◆ Exercise set:
1. According to the sarcoma immunotherapy text, where did the researchers find CD8+ T cells in rhabdomyosarcomas?
2. Write the next part of the sarcoma immunotherapy text, continuing after its final sentence.

━━ Text section

Immunotherapies such as checkpoint inhibitors that enhance the body’s natural ability to fight cancer have been only minimally successful in treating sarcomas — rare cancers that grow in the soft tissues and bones. In a new study, Johns Hopkins Kimmel Cancer Center researchers have teased out the tumor microenvironment in these cancers to look for reasons why.
The work was published online on June 16, 2020, in the journal Clinical Cancer Research.
Studying human samples from two types of soft tissue cancers — rhabdomyosarcomas and undifferentiated pleomorphic sarcomas (UPS) — with different genetic underpinnings and responses to immunotherapy, investigators discovered that both tumor types were ripe with tumor-associated macrophages (TAMs). Heavily involved in promoting tumor initiation and growth, TAMs hamper the proper immune reaction against tumors. Additionally, both sarcomas had similar amounts of CD8+ T lymphocytes (CD 8+ T cells, also known as “killer T cells”), immune system cells that protect the body from infection and are believed to be among the front-line soldiers in the fight against cancers.
In their study, the researchers discovered that where the CD8+ T cells congregated and how their antitumor functions were impeded by TAMs differed in the two sarcomas.
In UPS, the researchers found that the tumors themselves were filled with TAMs and CD8+ T cells. With constant stimulation by tumor antigens, CD8+ cells produce large amounts of PD-1, a protein that eventually exhausts the T cell population. When this happens, the researchers suggest, and TAMs control the environment, normal T cell activity against the cancer is suppressed.
In rhabdomyosarcomas, the researchers found CD8+T cells only within tiny aggregates of immune cells called tertiary lymphoid structures (TLSs). TLSs are known to play a major role in initiating antitumor immune responses, helping the immune system recognize cancer cells as targets.

━━━━
━━ Collected data

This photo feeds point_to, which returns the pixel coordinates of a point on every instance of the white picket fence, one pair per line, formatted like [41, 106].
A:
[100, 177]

━━━━

◆ Responses per task:
1. Only within tertiary lymphoid structures (TLSs), tiny aggregates of immune cells.

2.
“Our working theory is that TAMs around the TLSs restrain them from deploying the T cells they contain into the surrounding tumor tissue,” says senior study author and pediatric hematologist-oncologist Nicolas Llosa, M.D., assistant professor of oncology at the Johns Hopkins University School of Medicine.
Llosa says the study findings suggest that for UPS and rhabdomyosarcoma, targeting and shutting down TAMs and in turn, restoring the activity of fully potent, cancer-fighting T cells on tumors, may be the key to achieving a positive outcome against this disease.
“We are really trying to learn as much as we can about the granular details of immune cell interactions in sarcomas,” Llosa says. “This is a rare subset of patients who are in desperate need of new treatments. The therapies for sarcomas have not changed in the past four decades.”
Immunotherapy has had limited success in treating some sarcomas, he says, but no effect so far for UPS and rhabdomyosarcoma.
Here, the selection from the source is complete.